ASSIGNED TASK:
From the listing, collect all lines containing the word "orange".

SOURCE MATERIAL:
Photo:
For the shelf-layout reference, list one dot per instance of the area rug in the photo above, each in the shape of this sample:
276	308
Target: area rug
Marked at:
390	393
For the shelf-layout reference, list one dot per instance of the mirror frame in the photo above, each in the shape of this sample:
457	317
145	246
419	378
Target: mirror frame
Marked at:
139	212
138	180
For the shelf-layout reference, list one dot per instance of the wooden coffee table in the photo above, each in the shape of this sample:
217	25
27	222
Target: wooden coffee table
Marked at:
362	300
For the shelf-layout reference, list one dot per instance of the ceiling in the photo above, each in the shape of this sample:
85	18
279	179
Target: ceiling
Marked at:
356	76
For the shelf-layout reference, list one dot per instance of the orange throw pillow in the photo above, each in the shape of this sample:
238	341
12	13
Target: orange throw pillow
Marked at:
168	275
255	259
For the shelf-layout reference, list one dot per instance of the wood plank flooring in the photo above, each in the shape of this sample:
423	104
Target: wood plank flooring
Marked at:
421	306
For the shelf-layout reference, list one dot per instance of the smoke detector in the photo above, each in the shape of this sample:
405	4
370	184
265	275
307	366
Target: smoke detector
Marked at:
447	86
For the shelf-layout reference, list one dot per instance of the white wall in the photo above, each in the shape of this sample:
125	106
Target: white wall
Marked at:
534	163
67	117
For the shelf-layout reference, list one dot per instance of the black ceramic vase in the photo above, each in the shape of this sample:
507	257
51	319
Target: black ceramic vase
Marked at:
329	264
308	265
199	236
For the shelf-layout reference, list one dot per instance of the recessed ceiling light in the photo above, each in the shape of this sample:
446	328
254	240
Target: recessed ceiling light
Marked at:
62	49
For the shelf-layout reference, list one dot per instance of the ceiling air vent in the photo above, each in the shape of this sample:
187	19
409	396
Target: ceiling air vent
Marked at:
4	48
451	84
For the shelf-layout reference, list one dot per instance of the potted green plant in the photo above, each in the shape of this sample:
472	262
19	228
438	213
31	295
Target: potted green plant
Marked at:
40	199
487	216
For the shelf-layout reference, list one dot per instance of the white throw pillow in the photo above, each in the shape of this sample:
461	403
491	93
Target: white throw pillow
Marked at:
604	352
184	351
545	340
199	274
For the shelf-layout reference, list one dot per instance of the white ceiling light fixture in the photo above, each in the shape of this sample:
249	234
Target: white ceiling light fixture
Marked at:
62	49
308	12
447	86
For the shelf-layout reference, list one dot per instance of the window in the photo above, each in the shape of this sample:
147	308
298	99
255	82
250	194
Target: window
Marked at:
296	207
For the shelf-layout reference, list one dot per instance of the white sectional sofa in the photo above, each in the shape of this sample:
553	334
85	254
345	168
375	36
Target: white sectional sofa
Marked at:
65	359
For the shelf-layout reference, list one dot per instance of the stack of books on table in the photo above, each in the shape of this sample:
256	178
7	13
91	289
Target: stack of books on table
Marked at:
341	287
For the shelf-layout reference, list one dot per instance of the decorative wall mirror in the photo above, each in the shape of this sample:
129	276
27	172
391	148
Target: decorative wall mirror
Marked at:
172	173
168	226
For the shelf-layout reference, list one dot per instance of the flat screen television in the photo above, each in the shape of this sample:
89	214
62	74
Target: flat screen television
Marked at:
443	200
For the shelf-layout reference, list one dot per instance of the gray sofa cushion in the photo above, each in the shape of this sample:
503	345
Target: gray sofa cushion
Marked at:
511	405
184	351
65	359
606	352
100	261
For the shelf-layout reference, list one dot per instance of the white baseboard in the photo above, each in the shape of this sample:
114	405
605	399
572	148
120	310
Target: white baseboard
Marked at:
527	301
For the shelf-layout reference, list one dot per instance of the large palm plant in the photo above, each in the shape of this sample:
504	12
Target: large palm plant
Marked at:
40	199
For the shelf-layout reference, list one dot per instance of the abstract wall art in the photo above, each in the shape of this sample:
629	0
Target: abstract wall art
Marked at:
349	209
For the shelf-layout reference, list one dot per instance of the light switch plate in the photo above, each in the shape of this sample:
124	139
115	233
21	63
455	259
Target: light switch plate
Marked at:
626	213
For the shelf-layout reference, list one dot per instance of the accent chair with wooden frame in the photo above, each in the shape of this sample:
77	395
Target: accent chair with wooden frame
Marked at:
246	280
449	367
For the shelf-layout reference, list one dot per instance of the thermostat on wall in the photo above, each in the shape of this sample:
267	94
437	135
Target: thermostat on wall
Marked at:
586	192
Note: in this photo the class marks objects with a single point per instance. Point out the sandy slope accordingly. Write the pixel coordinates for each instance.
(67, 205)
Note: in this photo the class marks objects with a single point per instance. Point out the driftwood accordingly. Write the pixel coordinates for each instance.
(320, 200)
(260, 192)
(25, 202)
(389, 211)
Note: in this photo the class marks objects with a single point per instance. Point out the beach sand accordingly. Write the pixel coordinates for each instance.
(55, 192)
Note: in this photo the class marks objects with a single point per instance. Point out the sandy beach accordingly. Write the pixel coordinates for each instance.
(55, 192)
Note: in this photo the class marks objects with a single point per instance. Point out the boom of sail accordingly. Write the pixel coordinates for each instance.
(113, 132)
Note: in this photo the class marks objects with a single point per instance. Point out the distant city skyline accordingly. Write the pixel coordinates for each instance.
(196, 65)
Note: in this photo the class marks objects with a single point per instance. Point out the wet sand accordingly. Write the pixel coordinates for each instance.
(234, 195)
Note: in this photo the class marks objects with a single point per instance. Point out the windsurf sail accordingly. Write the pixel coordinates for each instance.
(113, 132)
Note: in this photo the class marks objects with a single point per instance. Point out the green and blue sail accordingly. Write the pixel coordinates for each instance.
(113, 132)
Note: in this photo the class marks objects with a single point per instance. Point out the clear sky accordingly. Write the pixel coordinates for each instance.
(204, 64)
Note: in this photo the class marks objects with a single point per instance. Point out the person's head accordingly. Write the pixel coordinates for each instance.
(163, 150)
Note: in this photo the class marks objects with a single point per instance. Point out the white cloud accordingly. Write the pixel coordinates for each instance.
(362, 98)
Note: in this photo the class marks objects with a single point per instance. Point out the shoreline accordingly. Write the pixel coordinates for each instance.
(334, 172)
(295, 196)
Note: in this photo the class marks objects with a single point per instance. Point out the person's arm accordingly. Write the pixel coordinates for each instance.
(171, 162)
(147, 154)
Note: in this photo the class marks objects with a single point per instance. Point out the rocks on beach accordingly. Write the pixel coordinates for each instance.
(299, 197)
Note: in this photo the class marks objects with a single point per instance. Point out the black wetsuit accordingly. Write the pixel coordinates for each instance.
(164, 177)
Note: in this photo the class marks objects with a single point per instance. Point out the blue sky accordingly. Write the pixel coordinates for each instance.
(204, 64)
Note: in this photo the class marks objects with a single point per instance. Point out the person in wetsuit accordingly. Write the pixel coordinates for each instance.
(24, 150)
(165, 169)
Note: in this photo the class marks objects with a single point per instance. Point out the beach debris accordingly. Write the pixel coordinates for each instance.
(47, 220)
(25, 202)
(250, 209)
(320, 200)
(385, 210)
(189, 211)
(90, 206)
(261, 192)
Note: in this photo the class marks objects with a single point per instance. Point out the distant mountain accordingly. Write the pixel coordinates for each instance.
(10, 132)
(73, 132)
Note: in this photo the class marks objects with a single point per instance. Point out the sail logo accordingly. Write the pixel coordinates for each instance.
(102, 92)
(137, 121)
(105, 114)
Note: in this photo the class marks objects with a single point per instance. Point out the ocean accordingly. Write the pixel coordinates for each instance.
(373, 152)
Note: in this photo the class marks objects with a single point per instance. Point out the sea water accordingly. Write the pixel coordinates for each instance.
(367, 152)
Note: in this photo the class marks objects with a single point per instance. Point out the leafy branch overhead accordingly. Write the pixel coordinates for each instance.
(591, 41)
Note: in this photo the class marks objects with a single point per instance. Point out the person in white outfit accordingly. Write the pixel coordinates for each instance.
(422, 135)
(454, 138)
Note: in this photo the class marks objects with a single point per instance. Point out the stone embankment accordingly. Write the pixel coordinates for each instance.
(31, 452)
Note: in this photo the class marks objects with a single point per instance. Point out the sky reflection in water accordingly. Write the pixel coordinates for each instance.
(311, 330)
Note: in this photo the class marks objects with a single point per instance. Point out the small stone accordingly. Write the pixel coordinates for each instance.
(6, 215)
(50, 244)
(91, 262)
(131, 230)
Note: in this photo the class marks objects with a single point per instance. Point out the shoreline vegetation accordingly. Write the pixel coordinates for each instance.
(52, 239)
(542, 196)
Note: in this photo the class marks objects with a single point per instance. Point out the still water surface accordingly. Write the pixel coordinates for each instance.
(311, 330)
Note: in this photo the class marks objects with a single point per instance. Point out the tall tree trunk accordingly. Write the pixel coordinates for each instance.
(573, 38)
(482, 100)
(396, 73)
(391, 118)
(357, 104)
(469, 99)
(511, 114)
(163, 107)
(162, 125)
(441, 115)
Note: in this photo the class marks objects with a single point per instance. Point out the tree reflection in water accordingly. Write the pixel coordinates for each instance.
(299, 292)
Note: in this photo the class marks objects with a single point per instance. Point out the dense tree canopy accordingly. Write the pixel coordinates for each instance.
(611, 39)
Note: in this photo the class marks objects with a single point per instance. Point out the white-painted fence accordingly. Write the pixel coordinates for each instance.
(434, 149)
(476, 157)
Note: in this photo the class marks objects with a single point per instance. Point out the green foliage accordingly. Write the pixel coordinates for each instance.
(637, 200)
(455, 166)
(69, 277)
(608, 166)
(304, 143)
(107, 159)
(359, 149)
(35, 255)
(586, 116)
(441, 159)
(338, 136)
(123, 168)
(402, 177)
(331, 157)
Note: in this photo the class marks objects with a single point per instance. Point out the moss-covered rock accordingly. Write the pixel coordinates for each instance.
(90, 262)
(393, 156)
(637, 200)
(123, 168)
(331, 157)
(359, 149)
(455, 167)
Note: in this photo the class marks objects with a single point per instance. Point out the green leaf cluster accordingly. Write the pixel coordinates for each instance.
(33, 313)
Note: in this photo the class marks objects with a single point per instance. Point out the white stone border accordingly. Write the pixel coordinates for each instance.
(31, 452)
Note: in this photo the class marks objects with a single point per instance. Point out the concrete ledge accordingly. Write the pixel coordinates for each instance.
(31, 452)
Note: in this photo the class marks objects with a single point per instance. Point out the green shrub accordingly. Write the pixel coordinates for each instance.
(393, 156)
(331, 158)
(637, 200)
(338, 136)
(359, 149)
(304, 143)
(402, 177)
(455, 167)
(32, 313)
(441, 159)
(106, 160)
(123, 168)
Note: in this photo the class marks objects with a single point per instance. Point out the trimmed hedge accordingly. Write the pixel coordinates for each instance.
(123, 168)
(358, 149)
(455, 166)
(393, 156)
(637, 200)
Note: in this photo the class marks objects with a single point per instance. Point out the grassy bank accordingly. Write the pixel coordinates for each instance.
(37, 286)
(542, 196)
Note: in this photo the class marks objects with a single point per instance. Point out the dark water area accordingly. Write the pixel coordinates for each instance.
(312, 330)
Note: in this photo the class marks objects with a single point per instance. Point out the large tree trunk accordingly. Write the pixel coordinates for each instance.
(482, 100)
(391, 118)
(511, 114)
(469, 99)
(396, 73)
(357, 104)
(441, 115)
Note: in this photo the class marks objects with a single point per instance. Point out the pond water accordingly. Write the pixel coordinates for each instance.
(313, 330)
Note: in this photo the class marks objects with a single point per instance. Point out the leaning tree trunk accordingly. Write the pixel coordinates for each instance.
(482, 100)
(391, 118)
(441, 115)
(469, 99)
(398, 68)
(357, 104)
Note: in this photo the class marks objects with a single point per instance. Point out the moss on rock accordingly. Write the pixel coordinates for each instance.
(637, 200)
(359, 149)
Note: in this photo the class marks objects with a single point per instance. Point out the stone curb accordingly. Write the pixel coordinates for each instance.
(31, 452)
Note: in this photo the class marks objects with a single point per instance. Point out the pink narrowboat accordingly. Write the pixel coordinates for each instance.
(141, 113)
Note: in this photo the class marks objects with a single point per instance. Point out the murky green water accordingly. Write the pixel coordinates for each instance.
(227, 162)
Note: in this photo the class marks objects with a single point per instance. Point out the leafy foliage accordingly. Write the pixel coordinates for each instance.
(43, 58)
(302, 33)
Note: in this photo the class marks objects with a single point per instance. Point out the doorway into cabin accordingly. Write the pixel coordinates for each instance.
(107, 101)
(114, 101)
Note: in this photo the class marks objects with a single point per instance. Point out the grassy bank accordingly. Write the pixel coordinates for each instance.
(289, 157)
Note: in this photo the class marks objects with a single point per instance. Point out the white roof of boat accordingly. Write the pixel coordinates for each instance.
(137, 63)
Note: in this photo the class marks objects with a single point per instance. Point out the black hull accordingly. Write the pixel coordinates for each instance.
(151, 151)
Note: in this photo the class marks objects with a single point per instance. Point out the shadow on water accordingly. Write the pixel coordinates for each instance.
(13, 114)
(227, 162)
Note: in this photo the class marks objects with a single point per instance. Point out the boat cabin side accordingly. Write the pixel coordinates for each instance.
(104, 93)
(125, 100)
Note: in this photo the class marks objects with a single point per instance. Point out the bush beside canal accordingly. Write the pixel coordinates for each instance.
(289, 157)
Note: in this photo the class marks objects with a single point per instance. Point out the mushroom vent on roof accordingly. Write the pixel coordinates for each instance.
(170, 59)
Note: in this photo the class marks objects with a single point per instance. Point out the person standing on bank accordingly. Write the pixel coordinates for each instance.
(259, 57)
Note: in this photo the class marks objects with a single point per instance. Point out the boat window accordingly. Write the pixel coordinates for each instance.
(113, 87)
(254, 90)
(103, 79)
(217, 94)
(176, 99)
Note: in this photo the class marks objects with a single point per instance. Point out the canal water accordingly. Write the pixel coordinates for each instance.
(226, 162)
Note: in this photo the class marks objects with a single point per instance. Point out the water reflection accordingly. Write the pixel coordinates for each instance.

ANSWER SPACE:
For the shelf-layout reference, list one dot per instance of the orange throw pillow in the photo above, each in the shape of this sample:
Target: orange throw pillow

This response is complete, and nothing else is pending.